## Work instruction
Output all records precisely as written.

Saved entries
--------------------
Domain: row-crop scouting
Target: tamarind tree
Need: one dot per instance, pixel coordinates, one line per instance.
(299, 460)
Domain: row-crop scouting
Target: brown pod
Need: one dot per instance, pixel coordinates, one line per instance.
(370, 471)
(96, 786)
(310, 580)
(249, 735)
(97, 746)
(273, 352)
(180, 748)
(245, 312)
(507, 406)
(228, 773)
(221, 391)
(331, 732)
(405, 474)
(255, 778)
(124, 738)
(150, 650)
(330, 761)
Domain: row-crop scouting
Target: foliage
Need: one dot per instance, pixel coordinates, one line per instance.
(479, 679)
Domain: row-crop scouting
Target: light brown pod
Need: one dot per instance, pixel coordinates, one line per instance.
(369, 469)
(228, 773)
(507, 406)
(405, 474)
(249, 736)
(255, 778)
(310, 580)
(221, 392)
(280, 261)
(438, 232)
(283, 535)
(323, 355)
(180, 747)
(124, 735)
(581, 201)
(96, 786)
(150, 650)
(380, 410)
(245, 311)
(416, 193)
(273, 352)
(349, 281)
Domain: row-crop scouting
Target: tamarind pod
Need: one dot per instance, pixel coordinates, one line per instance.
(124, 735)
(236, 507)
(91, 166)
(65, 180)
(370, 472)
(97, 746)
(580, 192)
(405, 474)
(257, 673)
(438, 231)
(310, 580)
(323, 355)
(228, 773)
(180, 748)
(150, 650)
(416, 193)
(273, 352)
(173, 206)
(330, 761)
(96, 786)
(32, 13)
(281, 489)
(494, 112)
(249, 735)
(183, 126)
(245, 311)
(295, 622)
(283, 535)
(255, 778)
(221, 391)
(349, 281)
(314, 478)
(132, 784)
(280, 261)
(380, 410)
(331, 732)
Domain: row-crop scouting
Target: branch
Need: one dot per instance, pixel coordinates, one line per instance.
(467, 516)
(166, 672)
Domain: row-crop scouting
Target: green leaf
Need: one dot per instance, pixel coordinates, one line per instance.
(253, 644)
--------------------
## Solution for this problem
Domain: row-crop scouting
Target: tamarind tree
Need: one dot per instance, pixel coordinates, one line per instance.
(299, 460)
Domain: row-crop scouting
Target: brown pod
Need: one dot per instance, pixel coordinates, one line per instance.
(370, 471)
(96, 786)
(310, 580)
(249, 735)
(97, 746)
(273, 352)
(180, 748)
(245, 312)
(507, 406)
(228, 773)
(221, 391)
(331, 732)
(405, 474)
(255, 778)
(124, 738)
(150, 650)
(330, 761)
Domain: row-crop scouting
Target: foliage
Need: one dot per instance, pixel coordinates, one line per instance.
(479, 679)
Domain: row-crop scouting
Target: light brown pod
Need: one dot per instance, pixel coordinates, one line per instance.
(369, 469)
(228, 773)
(507, 406)
(405, 474)
(249, 736)
(255, 778)
(310, 580)
(221, 392)
(280, 261)
(438, 232)
(283, 535)
(323, 355)
(180, 747)
(124, 735)
(581, 201)
(96, 786)
(150, 650)
(380, 410)
(245, 311)
(416, 193)
(273, 352)
(349, 281)
Domain: row-crop scouting
Target: tamarind pod
Need: one dot per instance, pixel coordinates, one line per instance.
(124, 735)
(236, 507)
(91, 166)
(65, 180)
(370, 472)
(97, 746)
(580, 192)
(405, 474)
(257, 673)
(438, 231)
(310, 580)
(323, 355)
(228, 773)
(180, 748)
(150, 650)
(416, 193)
(273, 352)
(173, 206)
(330, 761)
(96, 786)
(32, 13)
(281, 489)
(494, 112)
(249, 735)
(183, 126)
(245, 311)
(295, 622)
(283, 535)
(255, 778)
(221, 391)
(349, 281)
(314, 478)
(132, 784)
(280, 261)
(380, 410)
(331, 732)
Domain: row-crop scouting
Target: branch
Need: one dot per instance, pixel coordinates, one line per instance.
(467, 516)
(166, 672)
Domain: row-crop scouting
Target: green leaf
Need: one dot per instance, pixel coordinates, one line per instance.
(253, 644)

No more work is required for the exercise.